> PROBLEM REQUIREMENTS
A faithful copy of each entry below is expected, with the images removed.

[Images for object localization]

= Beginning of Section =

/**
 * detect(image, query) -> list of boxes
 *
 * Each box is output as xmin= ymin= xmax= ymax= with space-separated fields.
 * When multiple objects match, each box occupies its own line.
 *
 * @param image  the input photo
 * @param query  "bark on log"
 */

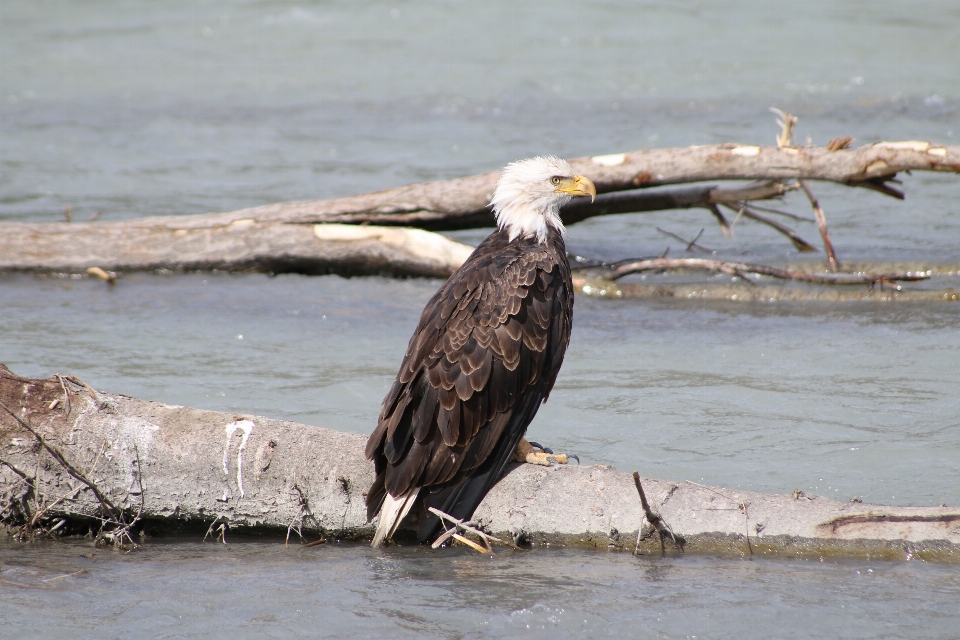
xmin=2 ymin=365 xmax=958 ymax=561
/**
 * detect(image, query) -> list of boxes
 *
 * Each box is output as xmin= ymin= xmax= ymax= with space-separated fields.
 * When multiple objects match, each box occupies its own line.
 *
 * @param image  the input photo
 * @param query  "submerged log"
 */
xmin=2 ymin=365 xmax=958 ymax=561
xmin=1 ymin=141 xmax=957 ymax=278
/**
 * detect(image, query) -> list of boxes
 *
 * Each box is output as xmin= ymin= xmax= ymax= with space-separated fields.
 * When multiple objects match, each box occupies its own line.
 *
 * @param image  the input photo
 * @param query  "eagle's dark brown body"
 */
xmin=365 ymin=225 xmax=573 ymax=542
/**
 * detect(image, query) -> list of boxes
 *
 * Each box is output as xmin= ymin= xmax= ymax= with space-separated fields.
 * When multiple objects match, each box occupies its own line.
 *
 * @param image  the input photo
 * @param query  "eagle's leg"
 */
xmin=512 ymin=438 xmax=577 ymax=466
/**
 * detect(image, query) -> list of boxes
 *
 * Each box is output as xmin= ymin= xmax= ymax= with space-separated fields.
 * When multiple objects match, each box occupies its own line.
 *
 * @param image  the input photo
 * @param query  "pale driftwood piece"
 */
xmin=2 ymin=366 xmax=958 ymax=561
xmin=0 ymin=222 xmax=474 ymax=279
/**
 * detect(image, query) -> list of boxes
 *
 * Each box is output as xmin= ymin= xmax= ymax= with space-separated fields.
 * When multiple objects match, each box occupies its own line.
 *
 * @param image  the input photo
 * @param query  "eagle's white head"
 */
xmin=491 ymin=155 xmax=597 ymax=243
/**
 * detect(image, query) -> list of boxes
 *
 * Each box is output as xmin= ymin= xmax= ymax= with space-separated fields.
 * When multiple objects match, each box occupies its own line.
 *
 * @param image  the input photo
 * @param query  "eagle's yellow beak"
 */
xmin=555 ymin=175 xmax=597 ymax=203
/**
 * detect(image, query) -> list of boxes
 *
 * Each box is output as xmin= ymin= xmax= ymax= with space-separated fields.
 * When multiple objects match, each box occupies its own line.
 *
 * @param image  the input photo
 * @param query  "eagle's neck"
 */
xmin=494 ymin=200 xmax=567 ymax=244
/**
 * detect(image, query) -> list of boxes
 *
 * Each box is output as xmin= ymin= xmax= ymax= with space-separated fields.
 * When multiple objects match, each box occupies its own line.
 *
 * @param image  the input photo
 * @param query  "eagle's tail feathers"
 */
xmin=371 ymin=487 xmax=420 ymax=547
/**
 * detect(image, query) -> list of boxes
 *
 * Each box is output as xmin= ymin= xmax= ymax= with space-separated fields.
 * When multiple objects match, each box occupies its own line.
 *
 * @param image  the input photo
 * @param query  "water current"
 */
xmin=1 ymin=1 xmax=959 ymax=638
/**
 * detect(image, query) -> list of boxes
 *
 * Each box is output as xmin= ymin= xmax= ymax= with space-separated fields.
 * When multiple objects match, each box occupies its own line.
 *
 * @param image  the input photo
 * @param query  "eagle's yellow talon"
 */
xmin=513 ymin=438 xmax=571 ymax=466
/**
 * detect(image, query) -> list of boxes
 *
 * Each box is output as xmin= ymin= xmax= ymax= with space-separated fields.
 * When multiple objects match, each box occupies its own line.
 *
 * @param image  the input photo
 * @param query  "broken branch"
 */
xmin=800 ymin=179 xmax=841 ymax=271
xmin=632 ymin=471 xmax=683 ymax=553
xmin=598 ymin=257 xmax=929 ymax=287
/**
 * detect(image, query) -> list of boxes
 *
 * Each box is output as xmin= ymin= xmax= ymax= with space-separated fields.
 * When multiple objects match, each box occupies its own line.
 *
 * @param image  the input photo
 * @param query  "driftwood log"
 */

= End of Section =

> RESULT FOR THIS EXERCISE
/**
 * detect(image, query) -> list of boxes
 *
 * Each box is output as xmin= ymin= xmax= ymax= with space-separated fields.
 * When multiple objects match, each box occupies its own line.
 *
 * @param image  the input photo
 * @param query  "bark on log"
 */

xmin=2 ymin=365 xmax=958 ymax=561
/**
 * detect(image, query) -> list of boxes
 *
 * Each box is output as xmin= ymin= xmax= ymax= with space-separated fields.
 * When multiple objects match, each box occupies its own line.
 *
 * @param image  the input photo
 * @param query  "submerged log"
 */
xmin=2 ymin=365 xmax=958 ymax=561
xmin=1 ymin=141 xmax=957 ymax=278
/**
 * detect(image, query) -> list of boxes
 *
 * Each box is output as xmin= ymin= xmax= ymax= with space-separated fields.
 * When multiple objects match, each box occupies its own line.
 *
 * @param image  the input photo
 * @param query  "eagle's dark brown body"
 */
xmin=365 ymin=225 xmax=573 ymax=542
/**
 * detect(image, query) -> list of boxes
 *
 * Each box is output as xmin= ymin= xmax= ymax= with space-separated fields.
 * When multiple objects match, each box occupies its own line.
 *
 * @param image  the input photo
 * @param query  "eagle's leg"
 */
xmin=512 ymin=438 xmax=577 ymax=466
/**
 * detect(image, query) -> list of boxes
 *
 * Each box is output as xmin= ymin= xmax= ymax= with space-separated fields.
 * When multiple objects match, each box occupies its own line.
 *
 * @param image  the input photo
 * @param query  "pale driftwood piece"
 */
xmin=2 ymin=366 xmax=958 ymax=561
xmin=0 ymin=222 xmax=474 ymax=279
/**
 * detect(image, query) -> list of boxes
 *
 * Each box is output as xmin= ymin= xmax= ymax= with space-separated fields.
 * When multiple objects match, each box occupies its own line.
 *
 * @param image  the input photo
 * @param query  "eagle's white head"
 */
xmin=491 ymin=155 xmax=597 ymax=243
/**
 * detect(image, query) -> list of boxes
 *
 * Each box is output as xmin= ymin= xmax= ymax= with space-separated fields.
 * When multiple objects match, each box occupies its own line.
 *
 * @param image  the input photo
 * @param query  "eagle's yellow beak"
 */
xmin=555 ymin=175 xmax=597 ymax=203
/**
 * detect(image, query) -> list of boxes
 *
 * Each box is output as xmin= ymin= xmax= ymax= with space-separated fields.
 * When multiple objects match, each box occupies its own line.
 *
 * @param image  the input photo
 * @param query  "eagle's neck"
 */
xmin=494 ymin=200 xmax=567 ymax=244
/**
 * detect(image, query) -> list of boxes
 *
 * Each box is output as xmin= ymin= xmax= ymax= with space-separated fields.
 * When multiple objects match, each box occupies its own line.
 *
 * @param image  the input photo
 * @param query  "eagle's tail feathers"
 */
xmin=371 ymin=487 xmax=420 ymax=547
/**
 * detect(image, query) -> list of boxes
 *
 * Each box is output as xmin= ymin= xmax= ymax= with space-separated fields.
 * When multiple objects match, each box occupies its own line.
 *
 * @param image  the input photo
 * @param query  "water current"
 */
xmin=1 ymin=1 xmax=959 ymax=638
/**
 * detect(image, query) -> list of boxes
 *
 * Each box is output as xmin= ymin= xmax= ymax= with space-separated fields.
 * When multiple objects match, each box occupies its own line.
 *
 * @param image  the input photo
 * @param query  "eagle's yellow talon"
 */
xmin=513 ymin=438 xmax=571 ymax=466
/**
 * detect(image, query) -> list of boxes
 *
 * Each box is output as xmin= ymin= xmax= ymax= with space-separated fields.
 * When multiple objects match, each box occupies its own line.
 *
 * @param image  the input photo
 * @param query  "broken branch"
 */
xmin=800 ymin=179 xmax=841 ymax=271
xmin=632 ymin=471 xmax=683 ymax=553
xmin=598 ymin=257 xmax=929 ymax=287
/**
 * detect(image, query) -> list of boxes
 *
 * Each box is output as xmin= ymin= xmax= ymax= with space-separated fields.
 * When multiple objects match, each box occupies its own line.
 *
 * @param image  the input photo
 * @param query  "driftwood log"
 */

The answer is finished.